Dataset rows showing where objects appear
==============================

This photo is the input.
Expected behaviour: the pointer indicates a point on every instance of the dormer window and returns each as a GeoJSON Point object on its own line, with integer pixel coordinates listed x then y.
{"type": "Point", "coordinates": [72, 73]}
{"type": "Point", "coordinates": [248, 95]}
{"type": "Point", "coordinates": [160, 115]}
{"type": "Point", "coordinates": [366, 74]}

==============================

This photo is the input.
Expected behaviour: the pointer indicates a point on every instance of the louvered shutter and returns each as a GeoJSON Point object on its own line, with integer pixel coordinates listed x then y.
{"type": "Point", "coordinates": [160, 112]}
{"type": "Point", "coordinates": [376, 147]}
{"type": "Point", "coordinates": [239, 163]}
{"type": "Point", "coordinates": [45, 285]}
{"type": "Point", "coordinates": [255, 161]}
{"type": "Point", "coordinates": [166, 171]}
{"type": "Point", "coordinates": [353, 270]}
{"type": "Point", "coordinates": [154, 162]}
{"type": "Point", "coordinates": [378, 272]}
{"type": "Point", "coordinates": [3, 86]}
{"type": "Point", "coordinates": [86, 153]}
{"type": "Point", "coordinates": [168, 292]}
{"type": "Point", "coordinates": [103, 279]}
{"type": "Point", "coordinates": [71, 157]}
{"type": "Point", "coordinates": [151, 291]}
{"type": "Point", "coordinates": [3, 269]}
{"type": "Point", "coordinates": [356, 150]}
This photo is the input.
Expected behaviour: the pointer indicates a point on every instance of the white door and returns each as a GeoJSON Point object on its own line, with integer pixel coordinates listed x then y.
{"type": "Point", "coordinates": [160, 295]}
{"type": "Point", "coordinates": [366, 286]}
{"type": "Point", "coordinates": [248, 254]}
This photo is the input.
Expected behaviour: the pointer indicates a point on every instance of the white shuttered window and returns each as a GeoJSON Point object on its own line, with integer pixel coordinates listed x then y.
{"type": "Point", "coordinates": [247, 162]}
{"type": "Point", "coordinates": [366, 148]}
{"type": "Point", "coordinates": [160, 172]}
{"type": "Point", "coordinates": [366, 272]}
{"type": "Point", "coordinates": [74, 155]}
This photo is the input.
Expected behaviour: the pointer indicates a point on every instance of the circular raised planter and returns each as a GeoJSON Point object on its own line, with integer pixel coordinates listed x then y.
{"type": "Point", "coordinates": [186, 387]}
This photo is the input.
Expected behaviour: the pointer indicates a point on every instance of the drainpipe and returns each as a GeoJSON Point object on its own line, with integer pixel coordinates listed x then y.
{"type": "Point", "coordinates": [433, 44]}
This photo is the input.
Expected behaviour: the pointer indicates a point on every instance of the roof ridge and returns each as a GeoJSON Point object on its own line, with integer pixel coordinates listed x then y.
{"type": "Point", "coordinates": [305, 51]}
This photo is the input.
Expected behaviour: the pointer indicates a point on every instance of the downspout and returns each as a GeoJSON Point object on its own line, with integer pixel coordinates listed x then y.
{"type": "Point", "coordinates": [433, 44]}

==============================

◆ **What the task asks**: Report every line in the items above that contains the word "pointer", copying each line in full.

◆ **Reply**:
Expected behaviour: the pointer indicates a point on every instance of the dormer window and returns each as a GeoJSON Point object on its own line, with integer pixel coordinates listed x then y.
Expected behaviour: the pointer indicates a point on every instance of the louvered shutter and returns each as a GeoJSON Point object on its own line, with integer pixel coordinates listed x then y.
Expected behaviour: the pointer indicates a point on every instance of the white door and returns each as a GeoJSON Point object on its own line, with integer pixel coordinates listed x then y.
Expected behaviour: the pointer indicates a point on every instance of the white shuttered window and returns each as a GeoJSON Point object on its own line, with integer pixel coordinates listed x then y.
Expected behaviour: the pointer indicates a point on every instance of the circular raised planter and returns each as a GeoJSON Point object on its own line, with integer pixel coordinates listed x then y.
Expected behaviour: the pointer indicates a point on every instance of the drainpipe and returns each as a GeoJSON Point object on its own line, with integer pixel coordinates listed x then y.
Expected behaviour: the pointer indicates a point on every instance of the roof ridge and returns each as a GeoJSON Point object on its own line, with integer pixel coordinates listed x then y.
Expected behaviour: the pointer indicates a point on every instance of the downspout and returns each as a GeoJSON Point object on its own line, with integer pixel coordinates listed x then y.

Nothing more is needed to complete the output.